[Prompt] Transcribe all the entries word for word, skipping the pictures.

Data excerpts
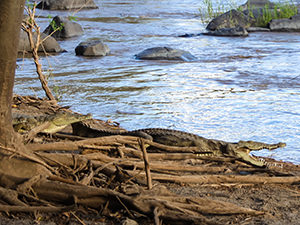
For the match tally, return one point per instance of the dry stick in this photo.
(29, 26)
(146, 162)
(156, 216)
(28, 156)
(217, 179)
(8, 208)
(116, 140)
(76, 217)
(127, 210)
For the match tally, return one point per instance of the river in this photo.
(242, 88)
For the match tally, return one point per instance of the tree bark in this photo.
(11, 13)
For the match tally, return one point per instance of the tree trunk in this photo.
(11, 13)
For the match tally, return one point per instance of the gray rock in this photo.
(287, 25)
(229, 32)
(67, 4)
(258, 29)
(49, 44)
(230, 19)
(92, 48)
(69, 28)
(165, 53)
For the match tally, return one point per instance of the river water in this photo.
(239, 89)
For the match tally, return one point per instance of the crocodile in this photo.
(23, 123)
(206, 147)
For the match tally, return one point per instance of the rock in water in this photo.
(165, 53)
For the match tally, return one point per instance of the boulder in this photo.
(67, 28)
(49, 44)
(254, 4)
(230, 19)
(165, 53)
(258, 29)
(92, 48)
(229, 32)
(287, 25)
(66, 4)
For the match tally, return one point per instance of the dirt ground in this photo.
(278, 202)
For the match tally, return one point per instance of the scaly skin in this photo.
(23, 123)
(207, 147)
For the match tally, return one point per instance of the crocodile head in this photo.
(242, 149)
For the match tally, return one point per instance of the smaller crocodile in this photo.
(206, 147)
(23, 123)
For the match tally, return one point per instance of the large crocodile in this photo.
(23, 123)
(239, 150)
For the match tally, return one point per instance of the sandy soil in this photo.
(280, 202)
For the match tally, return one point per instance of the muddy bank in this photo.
(185, 188)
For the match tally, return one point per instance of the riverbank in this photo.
(207, 190)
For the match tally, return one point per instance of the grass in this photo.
(211, 9)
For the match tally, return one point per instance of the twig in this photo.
(156, 216)
(146, 162)
(76, 217)
(9, 208)
(31, 157)
(127, 210)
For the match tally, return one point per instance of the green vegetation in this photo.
(283, 9)
(208, 10)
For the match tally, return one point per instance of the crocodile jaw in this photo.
(64, 120)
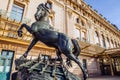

[Result of the task]
For the match tally, return one point per instance of the dry stick in this photo.
(29, 26)
(146, 162)
(156, 216)
(28, 156)
(217, 179)
(8, 208)
(116, 140)
(76, 217)
(127, 210)
For the match tally, return one point per instance of the river in this photo.
(242, 88)
For the match tally, return one point per instance of the tree bark in this photo.
(11, 13)
For the match tally, return one point per instance of the tree trunk in this photo.
(11, 13)
For the match tally, return one point per instance of the gray rock in this photo.
(287, 25)
(229, 32)
(67, 4)
(258, 29)
(49, 44)
(230, 19)
(92, 48)
(69, 28)
(165, 53)
For the match tally, return one point per instance of the river water in this photo.
(239, 89)
For the match tally, return one point per instance of the crocodile in this photo.
(23, 123)
(206, 147)
For the match tally, return one point per instance of the rock in water in this photo.
(165, 53)
For the match tally, return one point per instance of the boulder in this photo.
(67, 28)
(49, 44)
(254, 4)
(230, 19)
(165, 53)
(258, 29)
(92, 48)
(229, 32)
(287, 25)
(66, 4)
For the match tally, return one point per instance of the dirt ground in this photo.
(278, 202)
For the match tally, return one point per instance of the scaly skin in this photo.
(23, 123)
(207, 147)
For the match tally, return one point per instance of the crocodile head in this photo.
(242, 149)
For the match tally, return one point per instance of the smaller crocodile in this photo.
(206, 147)
(23, 123)
For the match tally, return one point per instance of the large crocodile in this photo.
(23, 123)
(239, 150)
For the match tally, return one point per instance of the sandy soil in this photo.
(280, 202)
For the match tally, return one point per instance of the muddy bank in this photo.
(185, 188)
For the match tally, return one point per instance of the riverbank in this photo.
(207, 190)
For the match tally, return one point per instance of the grass in this photo.
(211, 9)
For the match tally, return one point per instance of the twig in this photo.
(156, 216)
(146, 162)
(76, 217)
(9, 208)
(31, 157)
(127, 210)
For the match tally, return one point per instance of the green vegetation in this photo.
(283, 9)
(208, 10)
For the match tally, return one point per instance of the crocodile jaw in this photo.
(64, 120)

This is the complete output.